━━━ Bereitgestellter Auszug ━━━
Keine Angst vor Berechnungen

Die Wechselwirkungen des Systems Heizung zu kennen und einen Leitfaden zum Vorgehen an der Hand zu haben, sind Grundvoraussetzung für einen erfolgreichen hydraulischen Abgleich. Doch am Ende sind immer (detaillierte) Berechnungen notwendig, um die nötigen Massenströme und Rücklauftemperaturen sowie die Einstellungen der Umwälzpumpe, der Differenzdruckregler und der Heizkörperthermostatventile zu ermitteln. Abschrecken muss das heutzutage niemand mehr. Denn dem Heizungsfachmann stehen moderne Softwarelösungen, wie etwa „Dan-Basic 7“ von Danfoss, zur Verfügung, die ihm die Rechenarbeit weitgehend abnehmen. Dadurch erhält er aber nicht nur präzise Werte, sondern darüber hinaus z. B. eine umfassende Dokumentation für den BEG-Förderantrag. Nachfolgend wird schrittweise und beispielhaft anhand dieser Anwendung gezeigt, wie eine softwarebasierte Berechnung des hydraulischen Abgleichs funktioniert.

Die raumweise Heizlast ermitteln

Grundlage aller Berechnungen, und somit erster Schritt zur Bestimmung der erforderlichen Massenströme und Rücklauftemperaturen, ist die Ermittlung der vereinfachten raumweisen Heizlast. Hierbei wird, mittels des „Dan-Basic 7“-Moduls „Heizlastberechnung“, über die U-Werte einzelner Bauteile der Transmissionswärmebedarf jedes Raums errechnet. Relevant sind die U-Werte

  • von Außenfenstern, -türen und -wänden
  • von Wänden und Böden, die an Erdreich, Keller oder unbeheizte Nebenräume grenzen
  • von Dächern und Dachraumdecken.
━━━
*Anforderungen*.
**A.** Beantworten Sie die folgende Frage zum Auszug über den hydraulischen Abgleich: Über welche Werte wird der Transmissionswärmebedarf jedes Raums errechnet?
**B.** Geben Sie aus dem Auszug über den hydraulischen Abgleich den Abschnitt wortgetreu wieder, der mit den Worten „Grundlage aller Berechnungen, und“ beginnt und mit „Dächern und Dachraumdecken.“ endet.
━━━ Angezeigte Informationen ━━━
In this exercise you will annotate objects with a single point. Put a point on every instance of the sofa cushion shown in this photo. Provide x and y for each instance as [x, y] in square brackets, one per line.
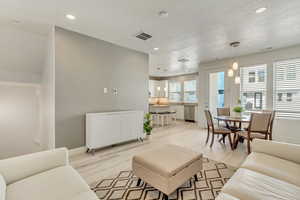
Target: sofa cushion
[167, 160]
[2, 188]
[250, 185]
[62, 183]
[273, 166]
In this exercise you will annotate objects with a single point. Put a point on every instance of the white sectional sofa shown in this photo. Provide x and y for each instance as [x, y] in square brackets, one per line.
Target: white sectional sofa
[42, 176]
[270, 172]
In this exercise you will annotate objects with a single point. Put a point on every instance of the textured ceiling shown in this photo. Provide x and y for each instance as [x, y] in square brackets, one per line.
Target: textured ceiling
[199, 30]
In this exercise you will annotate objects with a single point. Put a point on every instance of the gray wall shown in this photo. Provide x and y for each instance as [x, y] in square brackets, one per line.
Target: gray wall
[84, 66]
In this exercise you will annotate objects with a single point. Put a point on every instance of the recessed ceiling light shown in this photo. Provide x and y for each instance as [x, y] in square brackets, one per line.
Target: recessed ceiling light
[70, 17]
[260, 10]
[15, 21]
[163, 13]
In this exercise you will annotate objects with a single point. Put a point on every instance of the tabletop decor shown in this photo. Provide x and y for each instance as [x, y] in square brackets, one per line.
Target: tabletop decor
[147, 125]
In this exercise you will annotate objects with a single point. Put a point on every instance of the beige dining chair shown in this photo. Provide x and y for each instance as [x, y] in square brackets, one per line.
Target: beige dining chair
[273, 114]
[215, 131]
[258, 128]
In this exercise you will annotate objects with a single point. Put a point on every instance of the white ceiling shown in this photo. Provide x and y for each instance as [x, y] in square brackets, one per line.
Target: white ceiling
[199, 30]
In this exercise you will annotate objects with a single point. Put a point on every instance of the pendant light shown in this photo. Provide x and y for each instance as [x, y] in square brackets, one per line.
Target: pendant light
[237, 80]
[230, 73]
[235, 66]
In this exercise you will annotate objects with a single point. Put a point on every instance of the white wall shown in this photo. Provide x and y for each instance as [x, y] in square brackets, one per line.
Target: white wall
[48, 95]
[285, 130]
[19, 118]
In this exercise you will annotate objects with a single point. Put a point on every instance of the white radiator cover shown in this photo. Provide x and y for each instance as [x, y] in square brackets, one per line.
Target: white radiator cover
[108, 128]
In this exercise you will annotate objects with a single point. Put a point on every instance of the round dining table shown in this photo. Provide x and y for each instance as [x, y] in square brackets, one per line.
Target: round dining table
[237, 124]
[234, 119]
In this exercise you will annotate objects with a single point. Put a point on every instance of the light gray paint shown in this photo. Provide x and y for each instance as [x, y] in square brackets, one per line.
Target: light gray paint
[84, 66]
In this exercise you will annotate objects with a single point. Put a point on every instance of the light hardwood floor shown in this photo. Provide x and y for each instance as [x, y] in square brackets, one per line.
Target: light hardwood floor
[110, 161]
━━━
*Lösungen je Aufgabe*.
**A.** Über die U-Werte einzelner Bauteile.

**B.**
Grundlage aller Berechnungen, und somit erster Schritt zur Bestimmung der erforderlichen Massenströme und Rücklauftemperaturen, ist die Ermittlung der vereinfachten raumweisen Heizlast. Hierbei wird, mittels des „Dan-Basic 7“-Moduls „Heizlastberechnung“, über die U-Werte einzelner Bauteile der Transmissionswärmebedarf jedes Raums errechnet. Relevant sind die U-Werte

  • von Außenfenstern, -türen und -wänden
  • von Wänden und Böden, die an Erdreich, Keller oder unbeheizte Nebenräume grenzen
  • von Dächern und Dachraumdecken.